◆ Challenges
1) Summarize the post on API patterns in two sentences.
2) According to the post on API patterns, what can the absence of established patterns lead to?

◆ Text block

◆ ◆ ◆ ◆ ◆ ◆ ◆

Mastering Synchronous and Asynchronous API Patterns

Uncover the art of designing synchronous and asynchronous integrations with MuleSoft.

Introduction

Creating integrations using established patterns is a smart move. It keeps integration uniform, makes them easier to grasp, and simplifies maintenance. In this blog post, I'll introduce you to two widely used API Patterns: Synchronous and Asynchronous. Plus, I'll guide you through their implementation using MuleSoft and the API-Led architecture.

Problem Statement

Before starting with the patterns, architects within an organization should lay the groundwork by defining patterns for solution designers to follow. These patterns need explicit descriptions outlining when to apply them, along with their pros and cons, in order to uphold architectural uniformity. The absence of established patterns can lead to a chaotic, hard-to-maintain API-led architectures.

Solution

Synchronous Real Time API

A synchronous real-time API pattern refers to a type of communication between software applications where requests and responses are exchanged in real-time and in a synchronous manner. In this pattern, when one application (the client) makes a request to another application (the server) through an API, it waits for an immediate response before proceeding further.

Here's how the synchronous real-time APIs works:

1. Client Initiates Request: The process begins when the client application sends a request to the server application's API. This request typically includes specific data or instructions that the client wants the server to process.

2. Server Processes Request: Upon receiving the request, the server processes the data or instructions provided by the client. This processing could involve performing calculations, retrieving data from a database, or executing other operations based on the API's functionality.

◆ ◆ ◆ ◆ ◆ ◆ ◆

Dataset rows
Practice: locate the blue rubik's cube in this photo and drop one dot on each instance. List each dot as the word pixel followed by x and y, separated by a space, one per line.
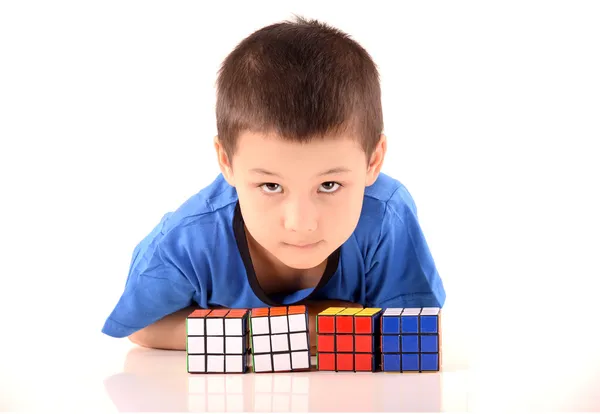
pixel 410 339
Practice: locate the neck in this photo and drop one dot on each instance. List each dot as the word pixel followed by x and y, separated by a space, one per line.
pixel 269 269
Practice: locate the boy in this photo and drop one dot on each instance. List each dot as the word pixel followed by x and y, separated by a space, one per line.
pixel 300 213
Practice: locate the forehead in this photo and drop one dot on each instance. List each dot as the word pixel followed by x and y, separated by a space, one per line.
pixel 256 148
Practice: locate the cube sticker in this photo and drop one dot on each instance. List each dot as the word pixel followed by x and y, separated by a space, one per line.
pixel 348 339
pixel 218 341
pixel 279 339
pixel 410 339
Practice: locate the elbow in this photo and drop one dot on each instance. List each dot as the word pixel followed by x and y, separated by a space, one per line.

◆ ◆ ◆ ◆ ◆ ◆ ◆

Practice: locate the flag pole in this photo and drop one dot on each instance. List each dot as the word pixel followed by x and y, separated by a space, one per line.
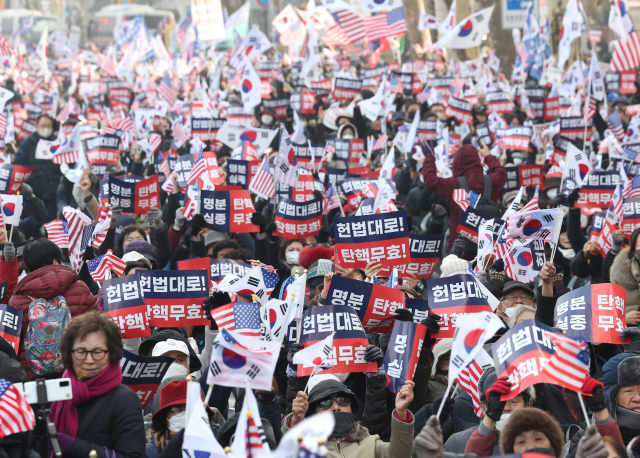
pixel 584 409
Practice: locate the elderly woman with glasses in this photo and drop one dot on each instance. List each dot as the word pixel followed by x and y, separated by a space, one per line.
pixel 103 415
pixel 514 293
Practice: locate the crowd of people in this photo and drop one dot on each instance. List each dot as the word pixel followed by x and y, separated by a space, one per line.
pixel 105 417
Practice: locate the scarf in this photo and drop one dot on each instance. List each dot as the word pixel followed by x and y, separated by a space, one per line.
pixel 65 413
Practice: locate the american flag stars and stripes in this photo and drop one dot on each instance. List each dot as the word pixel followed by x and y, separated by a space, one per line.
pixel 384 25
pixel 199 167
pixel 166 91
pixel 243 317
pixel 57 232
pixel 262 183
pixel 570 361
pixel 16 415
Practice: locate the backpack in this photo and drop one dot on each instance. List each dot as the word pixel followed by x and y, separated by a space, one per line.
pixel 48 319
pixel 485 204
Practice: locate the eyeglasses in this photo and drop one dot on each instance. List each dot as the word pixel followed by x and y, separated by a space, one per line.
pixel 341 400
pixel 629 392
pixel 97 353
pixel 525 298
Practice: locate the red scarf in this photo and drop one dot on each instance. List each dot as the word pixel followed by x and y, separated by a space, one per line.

◆ ◆ ◆ ◆ ◆ ◆ ◆

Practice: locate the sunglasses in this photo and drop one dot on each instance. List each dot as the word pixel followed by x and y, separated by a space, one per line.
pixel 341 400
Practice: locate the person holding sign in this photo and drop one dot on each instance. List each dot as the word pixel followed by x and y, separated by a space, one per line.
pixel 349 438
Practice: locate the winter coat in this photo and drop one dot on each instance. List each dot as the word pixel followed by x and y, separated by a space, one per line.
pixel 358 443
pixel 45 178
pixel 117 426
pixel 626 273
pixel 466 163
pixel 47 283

◆ ◆ ◆ ◆ ◆ ◆ ◆

◆ Task-by-task answers
1) The post introduces synchronous and asynchronous API patterns and their implementation with MuleSoft and the API-Led architecture. It notes that architects should first define patterns with explicit descriptions to keep the architecture uniform, and it explains that in a synchronous real-time API the client sends a request to the server's API and waits for an immediate response while the server processes the data or instructions.

2) Chaotic, hard-to-maintain API-led architectures.